* **PAGE EXCERPT**
----------------------------------------

From TDP in the south to PDP in the extreme north, the BJP has had a roller-coaster of a relationship with allies since it came to power at the Centre in 2014. At least five parties that were allies then have moved out of the NDA, and one — the JDU — had quit but is now back in the fold.

Upendra Kushwaha’s Rashtriya Lok Samata Party (RLSP) is set to begin a two-day ‘Chintan Baithak’ on whether to remain in the NDA or leave. If Kushwaha decides to leave on December 6 (the anniversary of the Babri mosque demolition), he will be the second NDA ally in Bihar to do so. Former chief minister Jitan Ram Manjhi-led Hindustan Awam Morcha left the alliance last year, and has since joined the opposition alliance of Lalu Prasad’s RJD and Congress.

Kushwaha is also expected to join the same alliance and is likely to get to contest six Lok Sabha seats in the 2019 general elections. The BJP is not ready to give it more than two seats and seems to be in no mood to reach out to RLSP after Kushwaha’s pressure tactics of flaunting proximity with RJD.

Kushwaha had joined the NDA in 2014 a year after his mentor-turned bete noire Nitish Kumar had deserted the alliance in 2013. With Nitish returning to NDA in 2017 and recapturing prominence, Kushwaha’s discomfiture grew and his exit from the alliance was said to be only a matter of time.

While some fissures in the NDA in Bihar can be attributed to the local political rivalries among its allies, the Modi-led BJP is finding it difficult to retain old allies even while it is still in power. Contrast that with the fact that most of the 23 allies from the Vajpayee-Advani era had stuck with the BJP even when it was out of power for a decade, from 2004 to 2014.

----------------------------------------

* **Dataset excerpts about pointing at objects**
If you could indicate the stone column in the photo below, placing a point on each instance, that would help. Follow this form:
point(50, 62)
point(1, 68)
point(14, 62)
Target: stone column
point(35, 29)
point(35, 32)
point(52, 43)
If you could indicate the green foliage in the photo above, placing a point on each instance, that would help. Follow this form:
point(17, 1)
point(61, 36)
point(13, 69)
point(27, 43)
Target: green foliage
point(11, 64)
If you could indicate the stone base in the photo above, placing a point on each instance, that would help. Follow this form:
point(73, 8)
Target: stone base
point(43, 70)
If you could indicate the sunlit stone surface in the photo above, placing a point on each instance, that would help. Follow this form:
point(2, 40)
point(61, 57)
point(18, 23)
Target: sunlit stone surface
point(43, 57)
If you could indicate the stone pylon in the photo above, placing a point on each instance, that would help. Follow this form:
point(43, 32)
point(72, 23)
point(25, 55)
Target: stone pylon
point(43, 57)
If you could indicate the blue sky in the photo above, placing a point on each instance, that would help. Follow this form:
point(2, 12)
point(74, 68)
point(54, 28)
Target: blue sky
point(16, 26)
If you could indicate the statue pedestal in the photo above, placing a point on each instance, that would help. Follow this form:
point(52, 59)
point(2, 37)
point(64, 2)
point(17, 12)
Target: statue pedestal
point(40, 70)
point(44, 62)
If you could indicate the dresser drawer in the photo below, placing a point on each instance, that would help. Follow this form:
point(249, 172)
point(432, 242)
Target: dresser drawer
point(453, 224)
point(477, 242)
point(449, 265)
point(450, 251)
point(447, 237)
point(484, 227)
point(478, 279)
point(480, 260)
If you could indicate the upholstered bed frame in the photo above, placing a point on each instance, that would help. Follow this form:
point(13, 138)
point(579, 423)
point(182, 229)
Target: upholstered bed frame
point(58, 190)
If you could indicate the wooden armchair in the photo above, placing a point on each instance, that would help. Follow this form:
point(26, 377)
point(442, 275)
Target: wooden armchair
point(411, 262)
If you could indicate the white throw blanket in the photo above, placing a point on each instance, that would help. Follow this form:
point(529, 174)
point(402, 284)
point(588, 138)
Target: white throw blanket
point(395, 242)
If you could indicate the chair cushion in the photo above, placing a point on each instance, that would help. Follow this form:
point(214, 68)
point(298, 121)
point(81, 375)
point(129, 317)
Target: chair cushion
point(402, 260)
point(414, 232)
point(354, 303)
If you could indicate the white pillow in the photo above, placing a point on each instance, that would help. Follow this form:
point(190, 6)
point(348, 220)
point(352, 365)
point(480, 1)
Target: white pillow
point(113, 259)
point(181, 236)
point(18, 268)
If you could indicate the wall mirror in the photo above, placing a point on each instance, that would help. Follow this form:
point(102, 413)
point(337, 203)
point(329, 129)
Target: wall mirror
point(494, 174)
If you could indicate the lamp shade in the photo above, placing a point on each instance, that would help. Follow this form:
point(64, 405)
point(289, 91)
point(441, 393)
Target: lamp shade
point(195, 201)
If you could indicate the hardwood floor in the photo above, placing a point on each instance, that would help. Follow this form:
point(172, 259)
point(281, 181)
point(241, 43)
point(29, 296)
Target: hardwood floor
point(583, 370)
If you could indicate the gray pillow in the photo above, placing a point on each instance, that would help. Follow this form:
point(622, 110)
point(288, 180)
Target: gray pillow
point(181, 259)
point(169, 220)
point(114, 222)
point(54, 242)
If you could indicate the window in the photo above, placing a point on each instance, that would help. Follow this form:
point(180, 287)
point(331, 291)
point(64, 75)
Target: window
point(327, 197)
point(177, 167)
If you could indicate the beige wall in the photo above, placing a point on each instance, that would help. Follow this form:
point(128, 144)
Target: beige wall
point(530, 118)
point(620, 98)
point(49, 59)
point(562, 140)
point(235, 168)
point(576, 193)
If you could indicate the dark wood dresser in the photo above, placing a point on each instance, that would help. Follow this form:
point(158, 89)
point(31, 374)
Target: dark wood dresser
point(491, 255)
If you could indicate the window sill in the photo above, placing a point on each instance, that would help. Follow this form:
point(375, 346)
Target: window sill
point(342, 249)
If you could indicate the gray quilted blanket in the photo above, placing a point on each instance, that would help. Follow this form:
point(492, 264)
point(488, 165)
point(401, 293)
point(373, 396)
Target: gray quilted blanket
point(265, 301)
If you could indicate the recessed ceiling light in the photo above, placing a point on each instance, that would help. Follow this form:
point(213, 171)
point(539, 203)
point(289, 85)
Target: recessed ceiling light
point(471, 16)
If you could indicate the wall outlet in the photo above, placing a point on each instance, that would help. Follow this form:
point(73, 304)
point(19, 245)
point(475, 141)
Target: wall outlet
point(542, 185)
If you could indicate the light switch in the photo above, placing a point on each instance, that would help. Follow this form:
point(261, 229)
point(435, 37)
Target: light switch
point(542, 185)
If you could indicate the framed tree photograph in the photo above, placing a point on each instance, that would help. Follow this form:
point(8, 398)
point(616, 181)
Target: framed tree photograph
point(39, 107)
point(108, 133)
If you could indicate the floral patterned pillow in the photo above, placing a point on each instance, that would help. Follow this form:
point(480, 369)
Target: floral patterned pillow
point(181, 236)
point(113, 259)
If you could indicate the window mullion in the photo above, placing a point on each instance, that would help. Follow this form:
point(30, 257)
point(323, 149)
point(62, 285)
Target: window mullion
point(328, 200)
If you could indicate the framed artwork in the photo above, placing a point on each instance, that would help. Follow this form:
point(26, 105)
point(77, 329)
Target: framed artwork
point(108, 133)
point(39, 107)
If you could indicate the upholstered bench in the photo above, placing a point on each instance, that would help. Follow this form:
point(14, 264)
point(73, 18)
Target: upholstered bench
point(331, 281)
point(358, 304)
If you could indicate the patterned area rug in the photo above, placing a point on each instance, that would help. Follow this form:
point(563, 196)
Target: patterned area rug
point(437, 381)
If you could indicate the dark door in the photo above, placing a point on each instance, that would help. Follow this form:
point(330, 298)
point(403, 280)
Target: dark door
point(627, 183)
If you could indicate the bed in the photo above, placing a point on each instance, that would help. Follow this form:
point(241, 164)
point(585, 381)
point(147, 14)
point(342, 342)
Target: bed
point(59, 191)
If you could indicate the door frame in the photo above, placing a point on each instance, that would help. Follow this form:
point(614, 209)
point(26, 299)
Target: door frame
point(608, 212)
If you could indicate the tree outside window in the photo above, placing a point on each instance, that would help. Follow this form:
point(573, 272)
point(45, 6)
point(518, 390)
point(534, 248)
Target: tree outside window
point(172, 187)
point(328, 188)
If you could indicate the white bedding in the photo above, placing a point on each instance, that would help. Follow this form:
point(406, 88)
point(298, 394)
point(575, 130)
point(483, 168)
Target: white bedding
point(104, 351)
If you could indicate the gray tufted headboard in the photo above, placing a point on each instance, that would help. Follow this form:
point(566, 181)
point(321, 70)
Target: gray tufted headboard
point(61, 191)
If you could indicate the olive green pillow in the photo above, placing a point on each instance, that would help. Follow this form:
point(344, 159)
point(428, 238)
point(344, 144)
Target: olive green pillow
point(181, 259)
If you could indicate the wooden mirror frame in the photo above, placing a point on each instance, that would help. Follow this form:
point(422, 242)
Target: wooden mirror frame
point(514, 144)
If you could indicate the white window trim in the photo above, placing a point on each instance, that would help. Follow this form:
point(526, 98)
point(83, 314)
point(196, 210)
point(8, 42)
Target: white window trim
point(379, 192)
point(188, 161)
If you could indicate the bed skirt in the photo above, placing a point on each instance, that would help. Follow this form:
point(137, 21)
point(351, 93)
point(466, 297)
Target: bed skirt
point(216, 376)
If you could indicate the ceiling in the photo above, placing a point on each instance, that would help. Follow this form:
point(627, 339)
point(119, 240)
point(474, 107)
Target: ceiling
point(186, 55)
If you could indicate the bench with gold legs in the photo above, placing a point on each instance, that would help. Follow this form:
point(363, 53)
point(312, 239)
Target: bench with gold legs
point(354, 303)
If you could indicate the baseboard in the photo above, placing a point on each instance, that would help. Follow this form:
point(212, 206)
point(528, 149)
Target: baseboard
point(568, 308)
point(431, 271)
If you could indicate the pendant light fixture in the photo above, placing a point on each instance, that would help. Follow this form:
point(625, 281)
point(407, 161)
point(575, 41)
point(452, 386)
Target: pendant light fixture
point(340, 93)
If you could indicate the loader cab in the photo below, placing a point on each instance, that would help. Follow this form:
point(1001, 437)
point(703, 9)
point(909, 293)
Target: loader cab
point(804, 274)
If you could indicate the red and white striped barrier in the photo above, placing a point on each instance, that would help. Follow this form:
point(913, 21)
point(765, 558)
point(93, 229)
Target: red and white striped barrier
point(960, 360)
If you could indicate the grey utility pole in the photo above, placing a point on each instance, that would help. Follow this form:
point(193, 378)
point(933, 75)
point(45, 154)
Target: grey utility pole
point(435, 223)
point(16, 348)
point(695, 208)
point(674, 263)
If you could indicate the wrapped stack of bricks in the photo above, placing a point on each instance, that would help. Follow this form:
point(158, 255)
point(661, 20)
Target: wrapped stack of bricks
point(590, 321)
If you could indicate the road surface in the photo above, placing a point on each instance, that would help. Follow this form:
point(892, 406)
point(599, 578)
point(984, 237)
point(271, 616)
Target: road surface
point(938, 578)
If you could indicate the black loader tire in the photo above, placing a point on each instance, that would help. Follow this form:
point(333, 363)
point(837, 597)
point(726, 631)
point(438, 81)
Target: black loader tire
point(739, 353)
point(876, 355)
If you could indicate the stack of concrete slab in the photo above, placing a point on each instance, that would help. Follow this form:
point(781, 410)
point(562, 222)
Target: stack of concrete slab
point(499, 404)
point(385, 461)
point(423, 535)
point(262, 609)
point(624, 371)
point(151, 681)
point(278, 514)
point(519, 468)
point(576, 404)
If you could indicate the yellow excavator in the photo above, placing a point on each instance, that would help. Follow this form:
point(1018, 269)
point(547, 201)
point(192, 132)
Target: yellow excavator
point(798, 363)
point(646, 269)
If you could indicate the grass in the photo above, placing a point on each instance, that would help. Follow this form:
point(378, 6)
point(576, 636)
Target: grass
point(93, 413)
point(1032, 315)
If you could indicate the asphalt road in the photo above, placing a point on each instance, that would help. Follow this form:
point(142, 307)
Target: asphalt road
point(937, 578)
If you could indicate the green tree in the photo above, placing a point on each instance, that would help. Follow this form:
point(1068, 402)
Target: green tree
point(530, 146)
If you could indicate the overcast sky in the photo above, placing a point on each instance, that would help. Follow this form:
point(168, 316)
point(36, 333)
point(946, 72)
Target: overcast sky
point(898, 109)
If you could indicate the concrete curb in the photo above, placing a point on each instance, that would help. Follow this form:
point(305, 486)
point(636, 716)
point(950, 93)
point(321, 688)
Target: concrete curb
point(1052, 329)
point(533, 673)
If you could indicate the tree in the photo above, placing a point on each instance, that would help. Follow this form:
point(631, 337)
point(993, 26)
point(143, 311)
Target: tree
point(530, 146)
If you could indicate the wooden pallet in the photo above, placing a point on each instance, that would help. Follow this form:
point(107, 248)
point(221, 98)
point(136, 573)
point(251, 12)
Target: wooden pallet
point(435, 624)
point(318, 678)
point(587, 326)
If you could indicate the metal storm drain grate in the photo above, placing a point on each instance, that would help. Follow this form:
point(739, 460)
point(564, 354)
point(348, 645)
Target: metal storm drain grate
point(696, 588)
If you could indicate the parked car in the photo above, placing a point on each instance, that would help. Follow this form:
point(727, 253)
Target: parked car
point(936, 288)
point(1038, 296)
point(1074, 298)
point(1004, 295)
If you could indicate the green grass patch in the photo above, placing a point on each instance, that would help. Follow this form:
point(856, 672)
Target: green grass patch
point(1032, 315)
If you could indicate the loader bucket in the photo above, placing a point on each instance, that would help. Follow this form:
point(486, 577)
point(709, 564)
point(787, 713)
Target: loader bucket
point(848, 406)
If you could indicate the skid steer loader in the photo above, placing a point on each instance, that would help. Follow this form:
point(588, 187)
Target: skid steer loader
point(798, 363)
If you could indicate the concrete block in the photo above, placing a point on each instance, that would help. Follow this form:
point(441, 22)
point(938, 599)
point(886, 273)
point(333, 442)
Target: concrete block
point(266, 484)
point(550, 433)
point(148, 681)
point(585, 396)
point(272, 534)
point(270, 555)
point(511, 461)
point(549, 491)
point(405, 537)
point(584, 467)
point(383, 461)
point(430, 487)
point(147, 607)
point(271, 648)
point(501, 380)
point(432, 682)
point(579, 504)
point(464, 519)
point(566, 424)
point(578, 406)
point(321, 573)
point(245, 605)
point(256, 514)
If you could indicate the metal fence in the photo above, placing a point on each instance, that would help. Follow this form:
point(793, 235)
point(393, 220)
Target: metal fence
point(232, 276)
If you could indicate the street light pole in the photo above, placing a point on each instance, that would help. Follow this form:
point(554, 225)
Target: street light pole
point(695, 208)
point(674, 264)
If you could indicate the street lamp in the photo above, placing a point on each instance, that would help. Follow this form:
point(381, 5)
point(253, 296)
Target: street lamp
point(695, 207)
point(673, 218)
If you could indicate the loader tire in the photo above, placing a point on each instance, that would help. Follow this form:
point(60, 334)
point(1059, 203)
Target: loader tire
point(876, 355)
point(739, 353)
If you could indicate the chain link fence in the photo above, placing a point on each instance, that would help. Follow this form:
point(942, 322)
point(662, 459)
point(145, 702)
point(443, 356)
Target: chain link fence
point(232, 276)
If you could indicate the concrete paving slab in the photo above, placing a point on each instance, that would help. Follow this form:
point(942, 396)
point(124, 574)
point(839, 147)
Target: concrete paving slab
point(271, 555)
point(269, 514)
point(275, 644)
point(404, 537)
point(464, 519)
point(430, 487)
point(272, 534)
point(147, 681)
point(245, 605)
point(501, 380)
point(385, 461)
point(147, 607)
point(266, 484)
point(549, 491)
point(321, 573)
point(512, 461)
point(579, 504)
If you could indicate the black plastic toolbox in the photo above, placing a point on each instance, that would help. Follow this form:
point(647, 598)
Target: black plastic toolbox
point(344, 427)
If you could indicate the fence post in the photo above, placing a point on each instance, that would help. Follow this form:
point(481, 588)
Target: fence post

----------------------------------------

* **TO-DO LIST**
(a) From the BJP allies article, duplicate the passage that begins with the words "From TDP in" and ends after the words "RJD and Congress.".
(b) Translate this sentence from the BJP allies article into Spanish: "Kushwaha is also expected to join the same alliance and is likely to get to contest six Lok Sabha seats in the 2019 general elections."

* **ANSWERS TO EACH TASK**
(a)
From TDP in the south to PDP in the extreme north, the BJP has had a roller-coaster of a relationship with allies since it came to power at the Centre in 2014. At least five parties that were allies then have moved out of the NDA, and one — the JDU — had quit but is now back in the fold.

Upendra Kushwaha’s Rashtriya Lok Samata Party (RLSP) is set to begin a two-day ‘Chintan Baithak’ on whether to remain in the NDA or leave. If Kushwaha decides to leave on December 6 (the anniversary of the Babri mosque demolition), he will be the second NDA ally in Bihar to do so. Former chief minister Jitan Ram Manjhi-led Hindustan Awam Morcha left the alliance last year, and has since joined the opposition alliance of Lalu Prasad’s RJD and Congress.

(b) También se espera que Kushwaha se una a la misma alianza, y es probable que pueda disputar seis escaños de la Lok Sabha en las elecciones generales de 2019.